Task goal
Each line from the one containing "Locate the water surface" through the final line of the data below must be repeated exactly.

Data entries:

Content starts

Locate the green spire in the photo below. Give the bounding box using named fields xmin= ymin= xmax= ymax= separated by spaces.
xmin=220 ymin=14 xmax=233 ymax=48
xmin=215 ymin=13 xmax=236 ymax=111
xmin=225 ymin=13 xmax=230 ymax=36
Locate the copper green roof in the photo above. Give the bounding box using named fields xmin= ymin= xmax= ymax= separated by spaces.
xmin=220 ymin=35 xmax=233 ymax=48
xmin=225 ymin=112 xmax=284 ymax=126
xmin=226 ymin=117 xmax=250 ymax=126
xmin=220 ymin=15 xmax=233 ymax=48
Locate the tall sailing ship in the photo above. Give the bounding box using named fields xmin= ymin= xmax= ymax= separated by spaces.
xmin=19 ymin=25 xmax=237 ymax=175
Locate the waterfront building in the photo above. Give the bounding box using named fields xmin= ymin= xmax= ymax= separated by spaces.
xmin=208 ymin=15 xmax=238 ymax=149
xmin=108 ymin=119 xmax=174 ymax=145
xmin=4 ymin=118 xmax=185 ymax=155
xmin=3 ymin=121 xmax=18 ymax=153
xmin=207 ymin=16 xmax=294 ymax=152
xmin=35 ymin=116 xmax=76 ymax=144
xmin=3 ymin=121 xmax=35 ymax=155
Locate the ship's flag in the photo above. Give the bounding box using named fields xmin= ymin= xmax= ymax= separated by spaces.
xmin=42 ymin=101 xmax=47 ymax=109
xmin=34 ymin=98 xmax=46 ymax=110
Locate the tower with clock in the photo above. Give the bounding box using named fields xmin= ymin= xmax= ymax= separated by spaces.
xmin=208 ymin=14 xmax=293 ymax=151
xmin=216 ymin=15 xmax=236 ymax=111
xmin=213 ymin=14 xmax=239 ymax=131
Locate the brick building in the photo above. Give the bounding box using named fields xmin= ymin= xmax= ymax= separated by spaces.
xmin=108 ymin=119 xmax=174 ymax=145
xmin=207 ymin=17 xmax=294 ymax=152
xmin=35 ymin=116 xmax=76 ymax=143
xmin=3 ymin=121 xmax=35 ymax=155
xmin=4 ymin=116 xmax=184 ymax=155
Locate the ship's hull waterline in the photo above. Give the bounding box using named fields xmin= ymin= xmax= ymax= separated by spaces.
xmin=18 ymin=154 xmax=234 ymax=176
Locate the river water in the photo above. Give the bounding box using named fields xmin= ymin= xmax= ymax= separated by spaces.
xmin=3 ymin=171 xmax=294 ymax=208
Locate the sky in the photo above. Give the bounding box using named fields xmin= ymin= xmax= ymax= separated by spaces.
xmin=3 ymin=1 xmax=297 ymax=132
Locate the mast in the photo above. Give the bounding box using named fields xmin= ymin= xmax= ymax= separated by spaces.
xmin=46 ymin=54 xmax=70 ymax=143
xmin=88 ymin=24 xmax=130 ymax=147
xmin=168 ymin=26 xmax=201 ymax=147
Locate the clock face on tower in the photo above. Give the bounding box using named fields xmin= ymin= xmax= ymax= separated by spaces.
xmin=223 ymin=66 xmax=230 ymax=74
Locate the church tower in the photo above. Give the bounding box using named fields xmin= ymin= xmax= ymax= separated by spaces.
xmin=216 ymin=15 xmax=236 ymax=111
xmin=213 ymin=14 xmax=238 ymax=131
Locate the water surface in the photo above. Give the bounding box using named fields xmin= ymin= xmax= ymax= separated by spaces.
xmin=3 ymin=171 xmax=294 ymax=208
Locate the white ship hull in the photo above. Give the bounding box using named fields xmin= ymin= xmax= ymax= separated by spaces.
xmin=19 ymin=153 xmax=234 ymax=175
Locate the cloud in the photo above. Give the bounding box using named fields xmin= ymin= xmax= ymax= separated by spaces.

Content ends

Answer for the task
Locate the water surface in the photo above. Give the bounding box using named fields xmin= ymin= xmax= ymax= separated by spaces.
xmin=3 ymin=171 xmax=294 ymax=208
Locate the white ship hull in the photo above. Give the bounding box using named fields xmin= ymin= xmax= ymax= separated by spaces.
xmin=19 ymin=153 xmax=234 ymax=175
Locate the cloud in the photo above. Give the bounding box using named fields xmin= ymin= xmax= ymax= separated by spaces.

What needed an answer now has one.